Text-to-region grounding data:
---+---

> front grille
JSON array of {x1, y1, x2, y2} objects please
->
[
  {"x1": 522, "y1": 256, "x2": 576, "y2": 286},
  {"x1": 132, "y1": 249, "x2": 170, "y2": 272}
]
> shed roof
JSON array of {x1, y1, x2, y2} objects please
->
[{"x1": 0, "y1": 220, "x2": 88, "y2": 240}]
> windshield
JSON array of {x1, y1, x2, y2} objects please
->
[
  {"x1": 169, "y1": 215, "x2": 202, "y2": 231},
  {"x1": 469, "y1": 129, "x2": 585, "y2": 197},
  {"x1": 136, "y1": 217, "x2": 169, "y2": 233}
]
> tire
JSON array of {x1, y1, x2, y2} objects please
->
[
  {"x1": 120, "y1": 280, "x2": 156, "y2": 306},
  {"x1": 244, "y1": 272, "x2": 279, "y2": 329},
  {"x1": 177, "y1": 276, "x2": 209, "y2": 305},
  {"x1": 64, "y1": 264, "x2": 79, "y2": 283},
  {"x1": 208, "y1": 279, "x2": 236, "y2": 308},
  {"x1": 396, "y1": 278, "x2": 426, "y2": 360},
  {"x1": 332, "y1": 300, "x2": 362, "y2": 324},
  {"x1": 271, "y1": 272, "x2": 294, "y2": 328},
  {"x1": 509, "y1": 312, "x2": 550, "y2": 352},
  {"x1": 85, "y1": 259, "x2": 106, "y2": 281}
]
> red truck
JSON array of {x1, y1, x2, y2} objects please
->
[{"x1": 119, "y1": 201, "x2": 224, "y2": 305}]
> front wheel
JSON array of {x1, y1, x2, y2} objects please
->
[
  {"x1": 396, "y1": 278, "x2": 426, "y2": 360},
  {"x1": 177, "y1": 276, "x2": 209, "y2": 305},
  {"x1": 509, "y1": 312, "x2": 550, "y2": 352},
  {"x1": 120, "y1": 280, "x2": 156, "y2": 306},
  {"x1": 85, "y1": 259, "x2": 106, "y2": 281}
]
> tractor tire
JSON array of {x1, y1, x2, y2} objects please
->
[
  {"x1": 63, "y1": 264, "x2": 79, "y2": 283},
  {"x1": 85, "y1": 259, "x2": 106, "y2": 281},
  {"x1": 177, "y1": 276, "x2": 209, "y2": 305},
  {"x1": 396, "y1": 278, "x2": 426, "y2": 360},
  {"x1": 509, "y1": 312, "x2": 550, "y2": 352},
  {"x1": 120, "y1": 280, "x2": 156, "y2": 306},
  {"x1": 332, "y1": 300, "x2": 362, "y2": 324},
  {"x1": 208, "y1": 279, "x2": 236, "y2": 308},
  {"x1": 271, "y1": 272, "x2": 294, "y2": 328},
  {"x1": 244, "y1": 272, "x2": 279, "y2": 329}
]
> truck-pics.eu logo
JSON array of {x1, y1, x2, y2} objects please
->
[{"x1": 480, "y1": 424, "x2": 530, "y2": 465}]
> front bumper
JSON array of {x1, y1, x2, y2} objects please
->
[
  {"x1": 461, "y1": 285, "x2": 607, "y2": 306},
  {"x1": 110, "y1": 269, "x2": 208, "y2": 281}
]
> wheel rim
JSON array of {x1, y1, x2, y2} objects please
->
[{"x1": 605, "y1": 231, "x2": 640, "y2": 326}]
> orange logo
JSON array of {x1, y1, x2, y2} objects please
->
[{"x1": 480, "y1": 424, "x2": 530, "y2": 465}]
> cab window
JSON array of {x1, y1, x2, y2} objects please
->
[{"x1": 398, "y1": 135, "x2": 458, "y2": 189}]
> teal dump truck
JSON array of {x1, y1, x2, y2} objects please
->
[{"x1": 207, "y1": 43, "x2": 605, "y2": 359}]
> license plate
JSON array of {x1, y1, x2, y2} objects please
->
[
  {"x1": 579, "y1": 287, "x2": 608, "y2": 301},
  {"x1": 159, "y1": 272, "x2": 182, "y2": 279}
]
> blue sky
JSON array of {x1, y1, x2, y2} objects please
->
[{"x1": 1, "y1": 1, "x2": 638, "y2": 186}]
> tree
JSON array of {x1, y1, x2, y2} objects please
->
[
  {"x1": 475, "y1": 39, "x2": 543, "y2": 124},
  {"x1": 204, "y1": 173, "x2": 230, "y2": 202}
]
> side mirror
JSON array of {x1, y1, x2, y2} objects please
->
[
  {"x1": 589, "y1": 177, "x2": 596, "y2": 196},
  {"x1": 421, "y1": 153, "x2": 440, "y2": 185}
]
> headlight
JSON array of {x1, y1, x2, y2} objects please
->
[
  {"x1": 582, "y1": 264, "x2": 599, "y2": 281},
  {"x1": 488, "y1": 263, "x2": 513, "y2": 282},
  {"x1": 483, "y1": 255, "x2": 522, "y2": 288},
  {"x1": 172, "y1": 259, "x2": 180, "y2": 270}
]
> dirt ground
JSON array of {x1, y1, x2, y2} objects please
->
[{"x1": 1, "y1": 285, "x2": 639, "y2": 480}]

---+---

PROBLEM TO WORK ON: Copy each entry exactly. Omit none.

YOUR SOLUTION:
> front grille
JSON array of {x1, y1, x2, y2} objects please
->
[
  {"x1": 522, "y1": 256, "x2": 576, "y2": 286},
  {"x1": 132, "y1": 249, "x2": 170, "y2": 272}
]
> shed roof
JSON array of {x1, y1, x2, y2} objects please
->
[{"x1": 0, "y1": 220, "x2": 88, "y2": 240}]
> windshield
JSON array of {x1, y1, x2, y2} objects please
->
[
  {"x1": 169, "y1": 215, "x2": 202, "y2": 231},
  {"x1": 469, "y1": 129, "x2": 585, "y2": 197},
  {"x1": 136, "y1": 217, "x2": 169, "y2": 233}
]
> tire
JSON array of {x1, y1, x2, y2} objects please
->
[
  {"x1": 120, "y1": 280, "x2": 156, "y2": 306},
  {"x1": 244, "y1": 272, "x2": 279, "y2": 329},
  {"x1": 177, "y1": 276, "x2": 209, "y2": 305},
  {"x1": 64, "y1": 264, "x2": 79, "y2": 283},
  {"x1": 208, "y1": 279, "x2": 236, "y2": 308},
  {"x1": 396, "y1": 278, "x2": 426, "y2": 360},
  {"x1": 332, "y1": 300, "x2": 362, "y2": 324},
  {"x1": 271, "y1": 272, "x2": 294, "y2": 328},
  {"x1": 509, "y1": 312, "x2": 550, "y2": 352},
  {"x1": 85, "y1": 259, "x2": 106, "y2": 281}
]
> red truck
JSON array of {x1, y1, x2, y2} objects please
->
[{"x1": 119, "y1": 201, "x2": 224, "y2": 305}]
> front wheel
JSON array of {x1, y1, x2, y2} objects please
->
[
  {"x1": 396, "y1": 278, "x2": 426, "y2": 360},
  {"x1": 177, "y1": 276, "x2": 209, "y2": 305},
  {"x1": 509, "y1": 312, "x2": 550, "y2": 352},
  {"x1": 120, "y1": 280, "x2": 156, "y2": 306},
  {"x1": 85, "y1": 259, "x2": 106, "y2": 281}
]
> tractor tire
JSON array of {x1, y1, x2, y2} objects please
->
[
  {"x1": 63, "y1": 264, "x2": 79, "y2": 283},
  {"x1": 85, "y1": 259, "x2": 106, "y2": 281},
  {"x1": 177, "y1": 276, "x2": 209, "y2": 305},
  {"x1": 396, "y1": 278, "x2": 426, "y2": 360},
  {"x1": 509, "y1": 312, "x2": 550, "y2": 352},
  {"x1": 120, "y1": 280, "x2": 156, "y2": 306},
  {"x1": 332, "y1": 300, "x2": 362, "y2": 324},
  {"x1": 208, "y1": 279, "x2": 236, "y2": 308},
  {"x1": 271, "y1": 272, "x2": 294, "y2": 328},
  {"x1": 244, "y1": 272, "x2": 279, "y2": 329}
]
> truck-pics.eu logo
JSON array of {x1, y1, x2, y2} objects please
->
[{"x1": 480, "y1": 424, "x2": 530, "y2": 465}]
> front bumper
JSON array of {x1, y1, x2, y2} objects please
->
[
  {"x1": 461, "y1": 285, "x2": 607, "y2": 306},
  {"x1": 110, "y1": 269, "x2": 208, "y2": 281}
]
> wheel rim
JSON array of {x1, y1, x2, y2} objects please
->
[{"x1": 605, "y1": 231, "x2": 640, "y2": 326}]
> orange logo
JSON array of {x1, y1, x2, y2} objects please
->
[{"x1": 480, "y1": 424, "x2": 530, "y2": 465}]
> cab window
JSON array of {x1, y1, x2, y2} objects please
->
[{"x1": 398, "y1": 135, "x2": 458, "y2": 189}]
> teal dump truck
JSON array of {x1, y1, x2, y2} objects please
->
[{"x1": 207, "y1": 43, "x2": 605, "y2": 359}]
> license plate
JSON array of {x1, y1, x2, y2} objects please
->
[
  {"x1": 579, "y1": 287, "x2": 608, "y2": 301},
  {"x1": 159, "y1": 272, "x2": 182, "y2": 279}
]
> blue sky
JSON array of {x1, y1, x2, y2} objects please
->
[{"x1": 1, "y1": 1, "x2": 638, "y2": 186}]
> tree
JSON array of {x1, y1, x2, y2} objects please
->
[
  {"x1": 475, "y1": 39, "x2": 543, "y2": 124},
  {"x1": 204, "y1": 173, "x2": 230, "y2": 202}
]
> side mirror
JSON array of {x1, y1, x2, y2} objects please
->
[
  {"x1": 589, "y1": 177, "x2": 596, "y2": 196},
  {"x1": 421, "y1": 153, "x2": 440, "y2": 185}
]
> headlight
JSON array of {x1, y1, x2, y2} objects please
->
[
  {"x1": 582, "y1": 264, "x2": 599, "y2": 281},
  {"x1": 488, "y1": 263, "x2": 513, "y2": 282},
  {"x1": 483, "y1": 255, "x2": 522, "y2": 288},
  {"x1": 172, "y1": 259, "x2": 180, "y2": 270}
]
> dirt ground
JSON array of {x1, y1, x2, y2} objects please
->
[{"x1": 1, "y1": 285, "x2": 639, "y2": 480}]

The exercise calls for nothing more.